• **PROMPT A**
Answer these questions from the report on pending home sales, one answer per line, marked as the questions are:
(i) Which metro had the largest year-over-year increase in pending sales, and how large was it?
(ii) Which place had the steepest year-over-year drop in pending sales, and how steep was it?
(iii) What level did the average 30-year mortgage rate drop to last week?
• **PROMPT B**
Edit the pending home sales report from "Homebuyers are starting" up to and including "the foreseeable future.", and write that passage out with "typical" changed to "median".

• **EXCERPT TO READ**
»»
Pending home sales were flat from a year earlier in September, marking the first time since January pending sales didn’t decline, according to a new report from Redfin.
It’s worth noting the data is compared to a period last year when sales slumped as mortgage rates surged into the mid-7 percent range.
Pending sales increased year-over-year in 27 of the 50 most populous U.S. metros, the most since January. They rose most in Phoenix, with a 13 percent increase, followed by San Jose, Calif. (12 percent) and Portland, Ore. (10 percent).
Homebuying demand is starting to improve in those places after dropping to a low point last year, but pending sales are still below pre-pandemic levels. Sales are still posting big declines in Florida, where homebuyers have backed away due largely to climate disasters and rising insurance and homeowners association costs. Pending sales fell 18 percent year-over-year in West Palm Beach, more than anywhere else in the country, followed by 16 percent drops in Fort Lauderdale and Miami, according to Redfin.
“There’s no doubt demand has picked up since the Fed’s interest-rate cut; I’m seeing much more traffic at my listings. But even though homes are selling, they’re still not typically getting multiple offers,” Max Shadle, a Redfin Premier agent in Phoenix, said in a release. “Falling rates are an incentive for homeowners to sell, too, because they know demand is coming back and they feel less locked in by their relatively low rate. But many people still have an ultra-low mortgage rate from a few years ago, and they’re not quite ready to let go.”
Homebuying demand at earlier parts of the buying process is improving, too. Redfin’s Homebuyer Demand Index is up 9 percent month-over-month to its highest level since April. Homebuyers locked in more than twice as many mortgages than they did a month earlier on Sept. 30, according to Optimal Blue data, and mortgage-purchase applications are up 10 percent month-over-month.
Homebuyers are starting to return because housing costs are coming down, according to Redfin. The average 30-year mortgage rate dropped to 6.08 percent last week, its lowest level in two years, pushing the typical homebuyer’s mortgage payment down to $2,529, near its lowest level since January. That’s a 5.9 percent decline, the biggest year-over-year drop since May 2020. Additionally, the Fed’s mid-September interest-rate cut caused many Americans to realize that mortgage rates have already declined about as much as they’re going to for the foreseeable future.
Declining mortgage rates are also encouraging some homeowners to sell, though that’s not a new trend: Listings have been on the rise for nearly a year, and September’s 4.3 percent increase is on par with those over the last few months, Redfin data shows.
««
Data entries:
»»
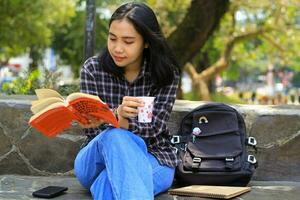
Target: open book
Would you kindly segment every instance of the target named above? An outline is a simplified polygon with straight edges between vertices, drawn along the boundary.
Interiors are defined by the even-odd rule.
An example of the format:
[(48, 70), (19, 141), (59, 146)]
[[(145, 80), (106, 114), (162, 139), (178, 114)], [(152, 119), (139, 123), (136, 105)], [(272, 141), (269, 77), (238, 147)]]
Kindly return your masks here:
[(31, 102), (34, 115), (29, 124), (48, 137), (55, 137), (69, 128), (73, 121), (88, 124), (85, 114), (120, 127), (108, 105), (98, 96), (76, 92), (64, 99), (51, 89), (37, 89), (35, 93), (38, 99)]
[(251, 187), (191, 185), (176, 189), (170, 189), (168, 192), (172, 195), (231, 199), (245, 192), (249, 192), (250, 190)]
««
• **WRITTEN SOLUTION A**
(i) Phoenix, with a 13 percent increase
(ii) West Palm Beach, with an 18 percent drop
(iii) 6.08 percent

• **WRITTEN SOLUTION B**
Homebuyers are starting to return because housing costs are coming down, according to Redfin. The average 30-year mortgage rate dropped to 6.08 percent last week, its lowest level in two years, pushing the median homebuyer’s mortgage payment down to $2,529, near its lowest level since January. That’s a 5.9 percent decline, the biggest year-over-year drop since May 2020. Additionally, the Fed’s mid-September interest-rate cut caused many Americans to realize that mortgage rates have already declined about as much as they’re going to for the foreseeable future.